- **Provided passage**:
-- BEGIN --

As Mark says, why the hell should ou have to do all the phoning around and sorting out of this farce? Surely it should be down to the court and Bailiffs to fight it out between each other as you have already told them that he has no connection.

Years ago we had severall letters from the Bailiffs about an unpaid catalogue bill for some one who lived at 6 Dicks way rather than our address 6 Dickens Way. We sent back every letter that came through the door (about 6 in total) with "Unknown at this Address", then one evening two Bailiffs turned up on the doorstep - one of them rather large IIRC! We told them the situation and the likely address of the culprit (which was only 1/2 mile away) and luckily, they never returned  Seems things may have been simpler then - maybe today's masses of red tape and heirachy of "The System" is probably to blame for the mess that landed on your doorstep. Hope it gets sorted without too much more grief.


----------



## ScoobyTT (Aug 24, 2009)

What a royal pain in the arse!


----------



## Gazzer (Jun 12, 2010)

ooooooooooooooooooooh yummy you have just announced a couple of times in this post that you live alone at the addy!!!!!
sooooooo when at work i can assume the home is empty now and pass this info on to some peeps to go help themselves while you are out at work or shopping. errr just making a point as i am not like that honest!!!


----------



## YoungOldUn (Apr 12, 2011)

I sympathise with you. The only time I had a similar problem was after selling a car in part exchange for a new one. The DVLA claimed to have never received the change of ownership slip from my old V5C (log book) and the person who bought it (From I think an auction house) never registered it. Over the next 2 months I received 14 summonses for amongst other things speeding, parking and leaving the scene of an accident.

-- END --

- **Some lines**:
-- BEGIN --

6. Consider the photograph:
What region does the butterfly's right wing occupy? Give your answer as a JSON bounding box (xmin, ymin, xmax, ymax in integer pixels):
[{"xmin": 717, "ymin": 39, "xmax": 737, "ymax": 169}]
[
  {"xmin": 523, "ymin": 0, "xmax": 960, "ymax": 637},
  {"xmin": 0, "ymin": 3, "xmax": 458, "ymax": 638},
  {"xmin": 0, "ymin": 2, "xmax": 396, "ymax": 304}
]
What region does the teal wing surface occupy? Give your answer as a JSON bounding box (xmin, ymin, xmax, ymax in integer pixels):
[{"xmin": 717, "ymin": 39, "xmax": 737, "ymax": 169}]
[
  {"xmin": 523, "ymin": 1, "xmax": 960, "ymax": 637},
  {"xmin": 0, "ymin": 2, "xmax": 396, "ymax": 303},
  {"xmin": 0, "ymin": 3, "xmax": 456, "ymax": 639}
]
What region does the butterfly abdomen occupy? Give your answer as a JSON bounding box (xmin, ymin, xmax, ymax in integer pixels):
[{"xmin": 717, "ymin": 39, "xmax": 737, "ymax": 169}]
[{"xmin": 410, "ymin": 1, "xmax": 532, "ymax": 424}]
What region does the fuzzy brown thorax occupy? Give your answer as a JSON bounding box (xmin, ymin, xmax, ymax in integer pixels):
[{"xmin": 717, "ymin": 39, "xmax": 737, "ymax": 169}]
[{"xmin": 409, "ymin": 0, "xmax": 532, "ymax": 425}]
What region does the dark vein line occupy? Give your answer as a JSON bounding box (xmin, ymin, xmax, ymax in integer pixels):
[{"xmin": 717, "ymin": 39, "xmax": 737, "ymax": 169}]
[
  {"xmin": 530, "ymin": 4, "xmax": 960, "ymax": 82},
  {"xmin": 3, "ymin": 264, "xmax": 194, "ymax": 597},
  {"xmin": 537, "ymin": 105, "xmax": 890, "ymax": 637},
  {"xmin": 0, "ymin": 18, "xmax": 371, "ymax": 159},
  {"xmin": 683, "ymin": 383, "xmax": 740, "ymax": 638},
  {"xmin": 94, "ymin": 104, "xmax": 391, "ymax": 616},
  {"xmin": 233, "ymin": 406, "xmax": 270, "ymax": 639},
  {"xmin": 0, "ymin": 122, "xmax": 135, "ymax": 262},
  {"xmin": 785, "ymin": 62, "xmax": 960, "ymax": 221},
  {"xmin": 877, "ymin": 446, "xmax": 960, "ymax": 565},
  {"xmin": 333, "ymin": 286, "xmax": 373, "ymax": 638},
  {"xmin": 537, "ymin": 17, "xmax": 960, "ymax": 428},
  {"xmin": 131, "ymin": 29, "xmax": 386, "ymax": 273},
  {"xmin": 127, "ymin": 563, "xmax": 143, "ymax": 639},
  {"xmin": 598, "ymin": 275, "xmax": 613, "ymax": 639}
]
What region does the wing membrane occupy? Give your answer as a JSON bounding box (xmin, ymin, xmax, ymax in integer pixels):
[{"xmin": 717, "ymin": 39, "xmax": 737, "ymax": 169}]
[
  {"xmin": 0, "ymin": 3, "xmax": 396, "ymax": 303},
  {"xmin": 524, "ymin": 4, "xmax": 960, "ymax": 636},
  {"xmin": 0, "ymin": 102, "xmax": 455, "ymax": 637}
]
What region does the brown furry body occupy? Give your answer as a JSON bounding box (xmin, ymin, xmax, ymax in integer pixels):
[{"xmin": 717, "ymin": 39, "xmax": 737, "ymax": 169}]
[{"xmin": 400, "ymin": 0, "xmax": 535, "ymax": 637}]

-- END --

- **Exercise tasks**:
1 – Decide whether each statement agrees with the forum thread, answering yes or no and quoting the words that settle it: (a) The two bailiffs who came to the doorstep came back later. (b) The letters were sent back marked "Unknown at this Address". (c) Fourteen summonses arrived over the following two months.
2 – Reproduce the stretch of the forum thread from "sooooooo when at" through "of an accident.".

- **Written answers**:
1 –
(a) No: "luckily, they never returned"
(b) Yes: "We sent back every letter that came through the door (about 6 in total) with "Unknown at this Address""
(c) Yes: "Over the next 2 months I received 14 summonses"

2 –
sooooooo when at work i can assume the home is empty now and pass this info on to some peeps to go help themselves while you are out at work or shopping. errr just making a point as i am not like that honest!!!


----------



## YoungOldUn (Apr 12, 2011)

I sympathise with you. The only time I had a similar problem was after selling a car in part exchange for a new one. The DVLA claimed to have never received the change of ownership slip from my old V5C (log book) and the person who bought it (From I think an auction house) never registered it. Over the next 2 months I received 14 summonses for amongst other things speeding, parking and leaving the scene of an accident.